-- begin STORED ROWS --
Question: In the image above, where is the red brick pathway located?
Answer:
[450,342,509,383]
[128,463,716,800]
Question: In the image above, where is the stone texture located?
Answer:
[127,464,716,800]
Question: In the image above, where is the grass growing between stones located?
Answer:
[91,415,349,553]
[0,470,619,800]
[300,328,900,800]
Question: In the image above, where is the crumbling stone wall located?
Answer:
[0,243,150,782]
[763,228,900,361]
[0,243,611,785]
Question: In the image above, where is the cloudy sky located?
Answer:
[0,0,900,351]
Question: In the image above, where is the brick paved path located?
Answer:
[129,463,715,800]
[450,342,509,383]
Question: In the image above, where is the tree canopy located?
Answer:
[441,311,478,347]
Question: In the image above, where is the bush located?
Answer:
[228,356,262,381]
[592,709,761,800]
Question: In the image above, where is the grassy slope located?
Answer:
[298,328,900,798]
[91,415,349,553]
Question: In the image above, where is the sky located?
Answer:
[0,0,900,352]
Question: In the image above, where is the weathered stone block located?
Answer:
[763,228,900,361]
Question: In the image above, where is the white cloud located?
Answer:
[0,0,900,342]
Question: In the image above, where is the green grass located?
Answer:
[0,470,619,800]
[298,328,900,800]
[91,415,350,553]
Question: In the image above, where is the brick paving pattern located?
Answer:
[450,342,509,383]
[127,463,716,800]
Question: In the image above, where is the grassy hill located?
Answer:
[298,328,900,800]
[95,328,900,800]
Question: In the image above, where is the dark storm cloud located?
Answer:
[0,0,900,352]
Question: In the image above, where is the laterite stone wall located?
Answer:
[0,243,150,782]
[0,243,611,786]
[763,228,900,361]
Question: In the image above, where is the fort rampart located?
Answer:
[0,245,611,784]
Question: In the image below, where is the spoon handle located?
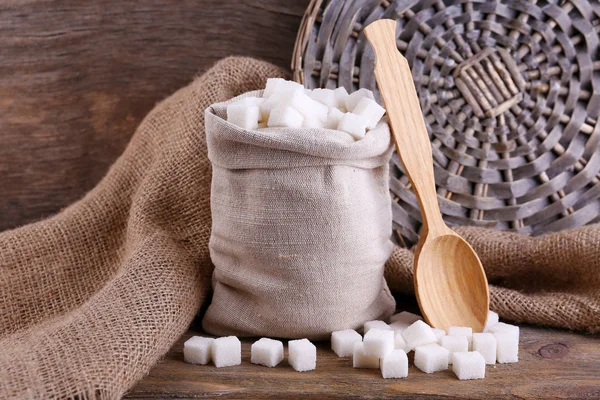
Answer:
[364,19,448,238]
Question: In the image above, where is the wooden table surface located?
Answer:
[126,326,600,399]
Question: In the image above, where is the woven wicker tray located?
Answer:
[292,0,600,244]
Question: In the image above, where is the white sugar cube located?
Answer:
[440,336,469,364]
[333,86,348,112]
[346,88,375,112]
[288,339,317,372]
[390,311,423,327]
[263,78,304,97]
[183,336,215,365]
[363,329,394,358]
[325,108,344,129]
[448,326,473,350]
[381,350,408,378]
[227,104,260,130]
[431,328,446,343]
[494,331,519,364]
[310,89,337,108]
[352,97,385,129]
[211,336,242,368]
[250,338,283,367]
[337,113,369,140]
[452,351,485,381]
[267,106,304,128]
[402,320,437,349]
[415,343,448,374]
[483,310,498,332]
[363,321,392,335]
[352,342,379,368]
[331,329,362,357]
[473,333,497,364]
[394,331,411,352]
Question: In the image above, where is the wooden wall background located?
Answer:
[0,0,309,231]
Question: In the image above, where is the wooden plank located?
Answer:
[0,0,309,231]
[126,326,600,399]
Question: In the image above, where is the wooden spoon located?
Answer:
[364,19,490,332]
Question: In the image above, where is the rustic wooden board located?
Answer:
[126,327,600,399]
[0,0,308,231]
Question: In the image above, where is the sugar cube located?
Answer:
[394,331,411,352]
[363,321,391,335]
[473,333,497,364]
[483,310,498,332]
[325,108,344,129]
[346,88,375,112]
[390,311,423,327]
[440,336,469,364]
[331,329,362,357]
[448,326,473,350]
[337,112,369,140]
[352,97,385,129]
[183,336,215,365]
[211,336,242,368]
[452,351,485,381]
[494,330,519,364]
[267,106,304,128]
[381,349,408,378]
[431,328,446,343]
[402,320,437,349]
[363,328,394,358]
[352,342,379,368]
[263,78,304,97]
[227,104,260,129]
[250,338,283,367]
[415,343,448,374]
[288,339,317,372]
[310,89,337,108]
[333,86,348,112]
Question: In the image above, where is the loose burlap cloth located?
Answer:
[0,58,600,399]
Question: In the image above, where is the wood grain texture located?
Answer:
[126,327,600,399]
[0,0,308,231]
[364,19,490,332]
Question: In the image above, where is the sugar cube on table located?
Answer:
[352,97,385,129]
[493,331,519,364]
[337,112,369,140]
[452,351,485,381]
[227,104,260,130]
[346,88,375,112]
[402,320,437,349]
[440,336,469,364]
[183,336,215,365]
[473,333,497,364]
[381,349,408,379]
[352,342,379,368]
[415,343,448,374]
[448,326,473,350]
[211,336,242,368]
[331,329,362,357]
[250,338,283,367]
[288,339,317,372]
[325,108,344,129]
[267,106,304,128]
[363,321,392,335]
[363,329,394,358]
[483,310,498,332]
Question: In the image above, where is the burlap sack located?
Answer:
[0,58,600,399]
[202,91,396,339]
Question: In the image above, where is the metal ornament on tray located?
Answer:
[292,0,600,244]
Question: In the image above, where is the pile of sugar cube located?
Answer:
[331,311,519,380]
[227,78,385,140]
[183,336,317,372]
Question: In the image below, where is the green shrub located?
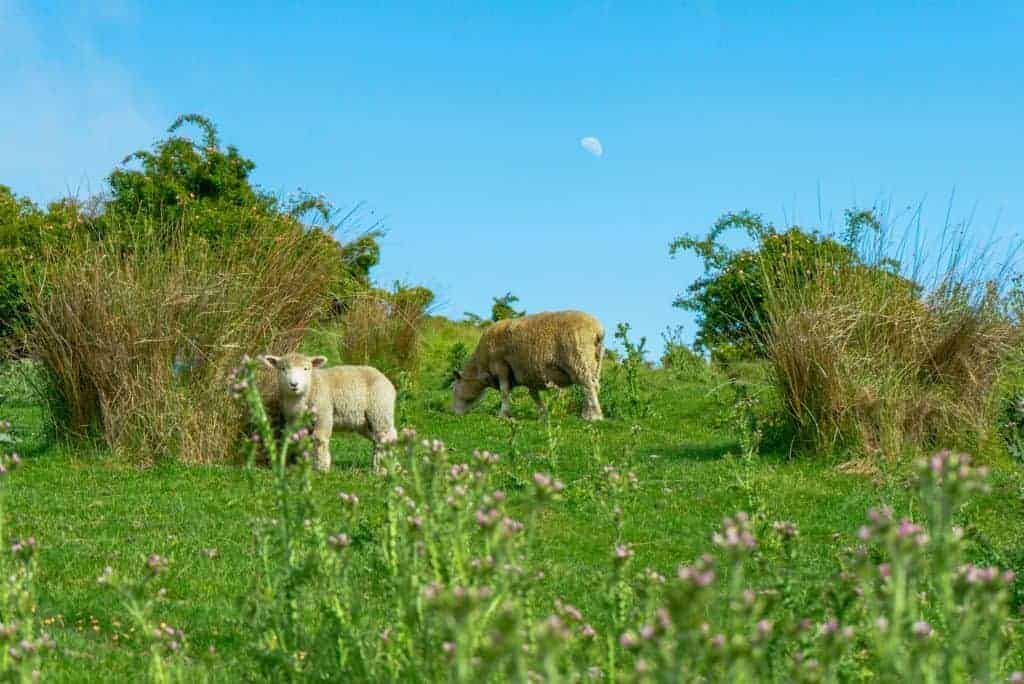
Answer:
[308,283,434,389]
[670,212,862,360]
[490,292,526,323]
[662,327,711,380]
[598,323,654,418]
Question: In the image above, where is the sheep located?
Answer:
[260,353,398,470]
[452,311,604,421]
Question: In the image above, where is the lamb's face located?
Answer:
[452,374,487,416]
[263,354,327,396]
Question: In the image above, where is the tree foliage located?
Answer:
[490,292,526,323]
[0,114,381,350]
[669,210,880,357]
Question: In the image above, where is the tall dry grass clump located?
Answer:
[27,220,338,462]
[316,284,434,385]
[765,229,1017,458]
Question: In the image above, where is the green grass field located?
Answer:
[0,322,1024,681]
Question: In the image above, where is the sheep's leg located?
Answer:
[494,364,512,418]
[529,389,548,418]
[583,379,604,421]
[313,414,334,470]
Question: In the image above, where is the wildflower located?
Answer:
[534,473,565,499]
[475,508,502,528]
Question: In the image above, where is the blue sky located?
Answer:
[0,0,1024,348]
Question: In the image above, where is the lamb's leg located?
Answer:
[313,414,334,470]
[494,364,512,418]
[373,427,398,473]
[529,389,548,418]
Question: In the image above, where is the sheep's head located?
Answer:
[260,354,327,396]
[452,371,489,416]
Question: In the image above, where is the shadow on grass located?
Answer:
[644,440,739,462]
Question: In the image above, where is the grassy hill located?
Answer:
[0,318,1024,681]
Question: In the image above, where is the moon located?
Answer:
[580,135,604,157]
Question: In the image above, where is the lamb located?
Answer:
[260,353,398,470]
[452,311,604,421]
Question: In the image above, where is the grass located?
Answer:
[0,318,1024,681]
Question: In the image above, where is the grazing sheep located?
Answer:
[260,354,398,470]
[452,311,604,421]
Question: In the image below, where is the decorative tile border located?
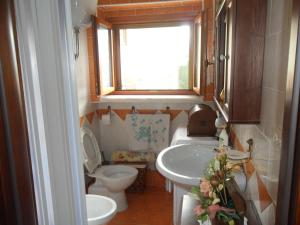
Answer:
[96,109,188,121]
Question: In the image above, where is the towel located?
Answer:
[125,114,151,151]
[125,114,170,152]
[150,114,170,152]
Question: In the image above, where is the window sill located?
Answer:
[95,95,203,104]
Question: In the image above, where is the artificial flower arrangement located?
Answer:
[191,151,240,225]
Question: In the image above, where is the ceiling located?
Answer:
[97,0,201,24]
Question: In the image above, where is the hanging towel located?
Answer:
[150,114,170,152]
[125,114,170,152]
[125,114,152,151]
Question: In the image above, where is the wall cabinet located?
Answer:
[214,0,267,123]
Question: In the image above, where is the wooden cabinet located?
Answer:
[214,0,267,123]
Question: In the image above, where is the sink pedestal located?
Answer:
[173,183,191,225]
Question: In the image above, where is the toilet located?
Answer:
[86,195,117,225]
[81,128,138,212]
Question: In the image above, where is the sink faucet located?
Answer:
[247,138,254,159]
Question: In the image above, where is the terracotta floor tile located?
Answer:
[108,187,173,225]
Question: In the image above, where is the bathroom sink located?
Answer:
[156,144,216,186]
[86,194,117,225]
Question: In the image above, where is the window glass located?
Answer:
[120,25,191,90]
[97,26,113,88]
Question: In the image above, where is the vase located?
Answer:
[198,219,212,225]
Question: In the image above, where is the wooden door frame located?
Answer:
[276,0,300,225]
[0,0,38,225]
[11,0,87,225]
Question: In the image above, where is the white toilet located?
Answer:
[81,128,138,212]
[86,195,117,225]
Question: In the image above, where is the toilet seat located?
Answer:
[81,128,138,211]
[89,165,136,180]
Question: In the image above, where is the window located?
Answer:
[89,19,201,96]
[97,25,114,95]
[118,25,191,90]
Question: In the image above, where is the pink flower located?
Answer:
[194,205,205,216]
[200,179,211,194]
[207,205,235,219]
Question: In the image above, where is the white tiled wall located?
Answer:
[233,0,291,225]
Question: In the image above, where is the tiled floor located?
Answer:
[108,181,173,225]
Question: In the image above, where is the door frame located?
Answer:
[276,0,300,225]
[14,0,87,225]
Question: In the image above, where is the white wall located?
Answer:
[75,28,100,142]
[75,28,94,116]
[97,101,214,160]
[233,0,291,225]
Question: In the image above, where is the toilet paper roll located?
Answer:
[102,113,111,125]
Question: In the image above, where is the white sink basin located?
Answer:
[156,144,216,186]
[86,195,117,225]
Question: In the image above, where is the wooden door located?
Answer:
[0,0,38,225]
[276,0,300,225]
-- end STORED ROWS --
- **EXERCISE**: Edit everything from the line containing "Question: In the image above, where is the tree canopy" down to the line containing "[0,0,900,342]" by replacing "bush" with "shrub" and leaving the rest unchanged. Return only those lines.

- **SOLUTION BELOW**:
Question: In the image above, where is the tree canopy located?
Answer:
[441,311,478,347]
Question: In the image above, where is the shrub located?
Answer:
[228,356,262,381]
[592,709,761,800]
Question: In the image above, where is the grassy slope located?
Answer:
[298,328,900,798]
[91,415,349,553]
Question: In the image above, where is the sky located?
Answer:
[0,0,900,352]
Question: In the image above, where is the weathered stone block located?
Answer:
[763,228,900,361]
Question: In the image above, where is the white cloud located?
Answer:
[0,0,900,342]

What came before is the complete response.